EXERCISE:
Using the commit diff below, list every parameter that the new version of the `split` function takes, with any default values.

DOCUMENT EXCERPT:
** start **
Combine non-pinyin chars and update tests

pepebecker · Nov 1, 2018 · c191891 · c191891
1 parent 7223315
commit c191891
Show file tree

Hide file tree

Showing 2 changed files with 121 additions and 50 deletions.
diff --git a/index.js b/index.js
@@ -6,8 +6,9 @@ const allWords = Object.values(wordsData).reduce((o, i) => o.concat(i), [])
 
 const normalizePinyin = (pinyin) => pinyin.normalize('NFD').replace(/[\u0300-\u036f]/g, '').replace(/(\w)[1-5]/g, '$1').toLowerCase()
 
-const split = (text, everything=false, returnAsList=false) => {
+const split = (text, everything=false, wrapInList=false) => {
   const list = []
+  let prevWordFound = false
   let wordEnd = text.length
   while (wordEnd > 0) {
     let count = wordEnd
@@ -16,26 +17,24 @@ const split = (text, everything=false, returnAsList=false) => {
       const word = text.substring(wordEnd - count, wordEnd)
       if (allWords.includes(normalizePinyin(word))) {
         wordFound = true
-        list.push(returnAsList ? [word] : word)
+        list.push(wrapInList ? [word] : word)
         wordEnd -= (count - 1)
         break
       }
       count--
     }
     if (!wordFound && everything) {
-      if (wordEnd === text.length || typeof list[list.length - 1] === 'object' || !returnAsList) {
+      const prevIndex = list.length - 1
+      const prevEntry = list[prevIndex]
+      if (wordEnd === text.length || typeof prevEntry === 'object' || prevWordFound) {
         list.push(text[wordEnd - 1])
       }
-      else if (typeof list[list.length - 1] === 'string') {
-        if (returnAsList) {
-          list[list.length - 1] = text[wordEnd - 1] + list[list.length - 1]
-        } else {
-          list[list.length - 1] = list[list.length - 1]
-          list.splice(list.length - 1, 0, text[wordEnd - 1])
-        }
+      else if (typeof prevEntry === 'string') {
+        list[prevIndex] = text[wordEnd - 1] + prevEntry
       }
     }
     wordEnd --
+    prevWordFound = wordFound
   }
   return list.reverse()
 }

diff --git a/test/index.js b/test/index.js
@@ -2,95 +2,167 @@
 
 const split = require('../index')
 
-describe('Split text and keep non-pinyin text', () => {
+// Test case for split(string, false, false)
** end **
MATERIAL:
** start **
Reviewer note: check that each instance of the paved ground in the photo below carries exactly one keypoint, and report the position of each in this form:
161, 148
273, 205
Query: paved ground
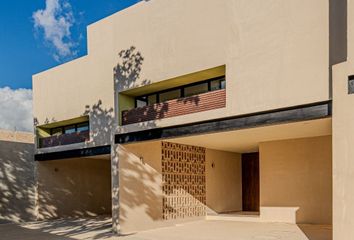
209, 230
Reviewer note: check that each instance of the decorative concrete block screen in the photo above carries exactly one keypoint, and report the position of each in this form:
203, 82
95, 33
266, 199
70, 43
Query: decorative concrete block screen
183, 175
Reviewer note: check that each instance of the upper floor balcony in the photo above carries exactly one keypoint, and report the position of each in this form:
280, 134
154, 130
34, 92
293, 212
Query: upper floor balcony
63, 135
191, 98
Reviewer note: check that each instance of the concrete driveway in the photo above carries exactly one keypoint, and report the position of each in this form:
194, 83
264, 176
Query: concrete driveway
210, 230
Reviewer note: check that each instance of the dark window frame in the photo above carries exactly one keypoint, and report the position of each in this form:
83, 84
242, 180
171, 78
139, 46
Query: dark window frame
182, 90
350, 80
75, 125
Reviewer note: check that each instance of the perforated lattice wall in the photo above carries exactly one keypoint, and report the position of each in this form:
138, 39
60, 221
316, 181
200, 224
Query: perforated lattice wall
183, 176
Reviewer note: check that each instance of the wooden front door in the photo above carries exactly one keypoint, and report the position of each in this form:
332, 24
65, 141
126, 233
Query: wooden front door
250, 182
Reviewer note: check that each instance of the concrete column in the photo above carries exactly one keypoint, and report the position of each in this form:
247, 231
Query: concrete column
115, 187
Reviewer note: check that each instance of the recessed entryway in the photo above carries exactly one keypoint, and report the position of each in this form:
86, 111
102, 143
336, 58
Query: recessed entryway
250, 183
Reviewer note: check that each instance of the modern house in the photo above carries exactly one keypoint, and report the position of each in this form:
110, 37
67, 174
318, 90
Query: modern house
184, 110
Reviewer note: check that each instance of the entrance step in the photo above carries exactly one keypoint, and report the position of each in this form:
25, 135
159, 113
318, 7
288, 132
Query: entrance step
235, 216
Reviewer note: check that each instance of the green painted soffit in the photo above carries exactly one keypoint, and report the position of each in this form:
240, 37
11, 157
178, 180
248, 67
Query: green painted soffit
65, 122
176, 82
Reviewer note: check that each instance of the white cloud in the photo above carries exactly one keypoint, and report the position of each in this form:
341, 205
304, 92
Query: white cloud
56, 21
16, 109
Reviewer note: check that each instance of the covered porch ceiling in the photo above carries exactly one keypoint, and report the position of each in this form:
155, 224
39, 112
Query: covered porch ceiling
247, 140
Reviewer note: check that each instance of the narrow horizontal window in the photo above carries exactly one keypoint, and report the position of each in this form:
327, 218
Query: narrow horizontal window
196, 89
351, 84
82, 127
69, 129
174, 94
56, 131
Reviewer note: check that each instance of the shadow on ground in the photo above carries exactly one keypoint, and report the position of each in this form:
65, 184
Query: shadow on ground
64, 229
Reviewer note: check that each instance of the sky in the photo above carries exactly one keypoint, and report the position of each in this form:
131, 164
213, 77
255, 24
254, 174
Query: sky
37, 35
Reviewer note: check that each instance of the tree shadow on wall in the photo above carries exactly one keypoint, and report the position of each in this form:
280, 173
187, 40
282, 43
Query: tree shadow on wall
101, 123
140, 188
127, 74
17, 182
128, 69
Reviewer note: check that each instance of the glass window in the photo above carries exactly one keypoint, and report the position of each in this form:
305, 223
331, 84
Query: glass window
215, 85
351, 84
196, 89
173, 94
57, 131
152, 99
69, 129
141, 102
223, 84
82, 127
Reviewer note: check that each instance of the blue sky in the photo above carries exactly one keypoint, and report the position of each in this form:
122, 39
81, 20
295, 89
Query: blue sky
36, 35
24, 51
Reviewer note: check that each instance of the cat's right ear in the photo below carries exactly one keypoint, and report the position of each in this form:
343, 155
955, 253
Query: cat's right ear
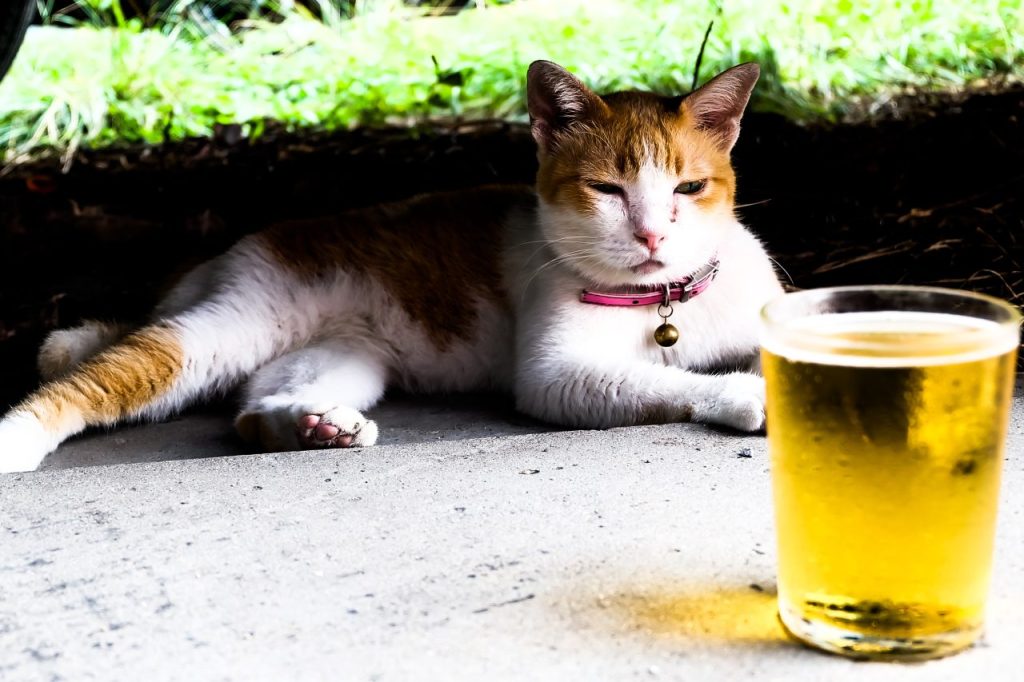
556, 98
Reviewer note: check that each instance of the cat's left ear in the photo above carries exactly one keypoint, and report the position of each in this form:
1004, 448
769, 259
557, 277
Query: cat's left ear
718, 104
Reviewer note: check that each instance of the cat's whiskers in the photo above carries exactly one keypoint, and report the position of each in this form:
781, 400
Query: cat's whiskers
572, 256
784, 271
563, 240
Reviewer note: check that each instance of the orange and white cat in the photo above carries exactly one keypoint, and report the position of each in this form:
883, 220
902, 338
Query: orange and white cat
463, 291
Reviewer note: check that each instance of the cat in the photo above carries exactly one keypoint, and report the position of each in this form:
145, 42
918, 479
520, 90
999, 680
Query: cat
498, 288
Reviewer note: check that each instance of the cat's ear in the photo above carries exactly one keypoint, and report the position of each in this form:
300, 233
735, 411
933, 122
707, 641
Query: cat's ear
556, 98
717, 105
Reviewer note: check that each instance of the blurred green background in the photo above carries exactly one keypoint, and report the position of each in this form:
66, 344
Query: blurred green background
102, 72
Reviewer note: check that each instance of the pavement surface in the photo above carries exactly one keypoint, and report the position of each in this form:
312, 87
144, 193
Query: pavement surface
472, 543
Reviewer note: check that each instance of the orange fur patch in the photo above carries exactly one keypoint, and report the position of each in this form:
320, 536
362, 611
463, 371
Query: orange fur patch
631, 129
114, 384
434, 254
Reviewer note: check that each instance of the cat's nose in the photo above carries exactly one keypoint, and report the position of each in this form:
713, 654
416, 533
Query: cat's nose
** end **
OUTPUT FOR THIS EXERCISE:
- `text` (no default)
- `everything` (default `false`)
- `wrapInList` (default `false`)